- **Stored data**
· · · · · · ·

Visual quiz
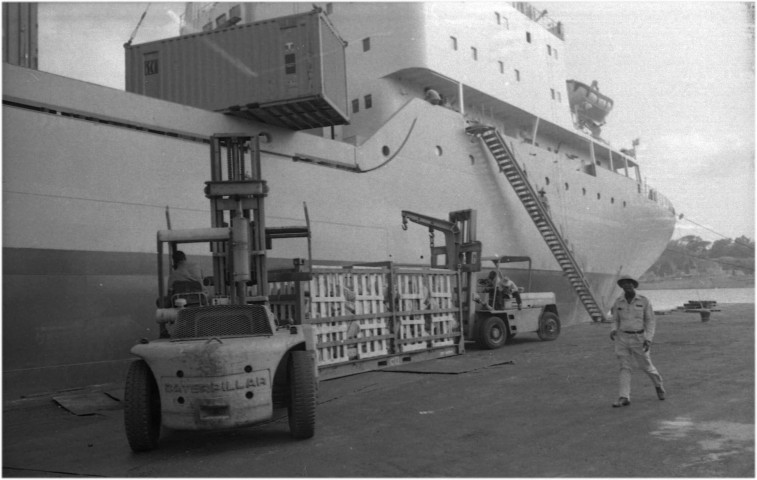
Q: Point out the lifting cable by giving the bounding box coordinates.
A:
[678,213,754,248]
[124,3,150,47]
[358,118,418,173]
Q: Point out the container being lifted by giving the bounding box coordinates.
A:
[124,9,348,130]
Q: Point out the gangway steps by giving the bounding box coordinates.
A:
[465,125,605,322]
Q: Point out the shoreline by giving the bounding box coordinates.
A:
[639,276,754,290]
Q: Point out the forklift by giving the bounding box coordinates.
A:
[124,134,318,452]
[470,255,560,349]
[402,209,560,349]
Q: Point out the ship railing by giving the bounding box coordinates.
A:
[511,2,565,40]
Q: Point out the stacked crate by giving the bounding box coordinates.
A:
[269,264,461,374]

· · · · · · ·

- **Task goal**
Reproduce every one of the lines above word for word, leaving out the picture.

- **Response below**
Visual quiz
Q: Point out the lifting cable by giving the bounding box coordinates.
A:
[678,213,754,248]
[124,3,150,47]
[358,118,418,173]
Q: Point out the container being lifted by giving the bounding box coordinates.
A:
[124,9,348,130]
Q: Point out the gangway steps by giving the bounding box coordinates.
A:
[465,125,605,322]
Q: Point out the shoreline by giving the bounding box coordinates.
A:
[639,276,754,290]
Q: Point out the forklift by giving the bounding box coordinates.
A:
[124,134,318,452]
[470,255,560,349]
[402,209,560,349]
Q: Point out the ship railing by giving the bounding box coordinates.
A:
[511,2,565,40]
Q: Point out the stacked crate by giving the bounding box coordinates.
A:
[269,264,461,374]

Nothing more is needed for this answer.